Work to complete: Everything in the records below is to be reproduced exactly, apart from the images.

>>>>>

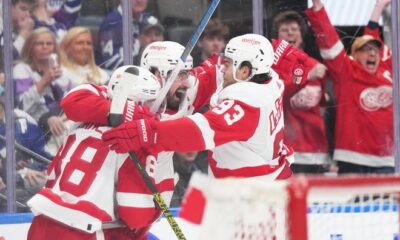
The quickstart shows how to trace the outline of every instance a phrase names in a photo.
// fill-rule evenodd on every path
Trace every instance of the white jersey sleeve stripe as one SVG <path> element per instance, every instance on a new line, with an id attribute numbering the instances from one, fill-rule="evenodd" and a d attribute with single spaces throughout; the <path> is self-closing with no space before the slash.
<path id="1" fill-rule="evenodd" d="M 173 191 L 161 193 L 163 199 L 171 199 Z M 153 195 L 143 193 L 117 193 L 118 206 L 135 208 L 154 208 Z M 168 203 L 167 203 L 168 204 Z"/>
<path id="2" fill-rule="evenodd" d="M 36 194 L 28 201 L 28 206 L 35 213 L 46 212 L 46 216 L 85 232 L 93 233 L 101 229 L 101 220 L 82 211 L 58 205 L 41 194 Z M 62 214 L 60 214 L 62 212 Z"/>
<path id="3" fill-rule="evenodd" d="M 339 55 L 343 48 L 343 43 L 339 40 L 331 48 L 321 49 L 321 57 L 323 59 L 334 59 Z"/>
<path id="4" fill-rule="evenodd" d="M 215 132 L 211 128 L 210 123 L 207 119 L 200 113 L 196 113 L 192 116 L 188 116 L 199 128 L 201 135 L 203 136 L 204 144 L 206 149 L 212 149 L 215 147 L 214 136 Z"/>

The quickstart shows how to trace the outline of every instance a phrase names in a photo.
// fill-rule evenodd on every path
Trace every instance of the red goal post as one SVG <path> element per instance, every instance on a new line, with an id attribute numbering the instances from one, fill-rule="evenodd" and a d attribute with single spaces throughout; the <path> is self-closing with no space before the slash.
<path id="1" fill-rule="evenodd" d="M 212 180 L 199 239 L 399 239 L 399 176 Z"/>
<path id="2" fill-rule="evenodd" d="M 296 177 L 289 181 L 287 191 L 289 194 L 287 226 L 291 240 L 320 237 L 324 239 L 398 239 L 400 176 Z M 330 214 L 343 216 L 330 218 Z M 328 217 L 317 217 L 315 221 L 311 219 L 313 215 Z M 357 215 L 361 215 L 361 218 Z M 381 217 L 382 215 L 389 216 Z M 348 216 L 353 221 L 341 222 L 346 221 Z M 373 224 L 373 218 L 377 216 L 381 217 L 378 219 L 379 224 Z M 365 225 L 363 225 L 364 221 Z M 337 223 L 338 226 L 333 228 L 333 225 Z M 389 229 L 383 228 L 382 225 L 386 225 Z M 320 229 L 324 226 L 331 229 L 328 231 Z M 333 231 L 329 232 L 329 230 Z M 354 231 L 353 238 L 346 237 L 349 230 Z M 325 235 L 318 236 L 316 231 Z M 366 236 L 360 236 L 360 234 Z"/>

<<<<<

Answer section:
The quickstart shows how to trace the outline of every instance a phrase names in a photo.
// fill-rule evenodd on every path
Trace every instance of the white jersey sleeve stripe as one SVG <path> element per instance, every instance on a new line, with an id attribute numbering the instances from one, fill-rule="evenodd" and a d attribute with single spaces throughout; the <path> is self-closing with no space before the slash.
<path id="1" fill-rule="evenodd" d="M 173 191 L 161 193 L 163 199 L 171 199 Z M 153 195 L 143 193 L 117 193 L 118 206 L 135 208 L 154 208 Z M 168 203 L 167 203 L 168 204 Z"/>
<path id="2" fill-rule="evenodd" d="M 36 194 L 28 201 L 28 206 L 35 213 L 46 212 L 46 216 L 85 232 L 93 233 L 101 229 L 101 220 L 82 211 L 58 205 L 41 194 Z M 62 214 L 60 214 L 62 212 Z"/>
<path id="3" fill-rule="evenodd" d="M 339 55 L 343 48 L 343 43 L 339 40 L 331 48 L 321 49 L 321 57 L 323 59 L 334 59 Z"/>
<path id="4" fill-rule="evenodd" d="M 215 132 L 211 128 L 210 123 L 207 119 L 200 113 L 196 113 L 192 116 L 188 116 L 199 128 L 201 135 L 203 136 L 204 144 L 206 149 L 212 149 L 215 147 L 214 136 Z"/>

The quickstart shows how to trace the outline of every instance a phrase names in a photo.
// fill-rule evenodd on every path
Trace every instance of the red goal post as one SVG <path> element per instance, every instance on a new line, with an id attribute numbering the instances from one, fill-rule="evenodd" and a d attribute with single spaces throughout; the <path> is self-closing with no space before the slash.
<path id="1" fill-rule="evenodd" d="M 212 180 L 199 239 L 399 239 L 399 176 Z"/>
<path id="2" fill-rule="evenodd" d="M 296 177 L 289 181 L 287 191 L 289 194 L 287 226 L 291 240 L 320 237 L 324 239 L 398 239 L 400 176 Z M 330 214 L 343 216 L 330 218 Z M 328 217 L 317 217 L 315 221 L 311 219 L 313 215 Z M 357 215 L 361 215 L 361 218 Z M 381 217 L 382 215 L 389 216 Z M 348 216 L 353 221 L 341 222 L 346 221 Z M 373 224 L 373 218 L 377 216 L 381 217 L 378 219 L 379 224 Z M 365 225 L 363 225 L 364 221 Z M 337 223 L 338 226 L 333 228 L 333 225 Z M 389 229 L 383 228 L 382 225 L 386 225 Z M 320 229 L 324 226 L 331 229 L 328 231 Z M 333 231 L 329 232 L 329 230 Z M 354 231 L 353 238 L 346 237 L 349 230 Z M 325 235 L 318 236 L 316 231 Z M 366 236 L 360 236 L 360 234 Z"/>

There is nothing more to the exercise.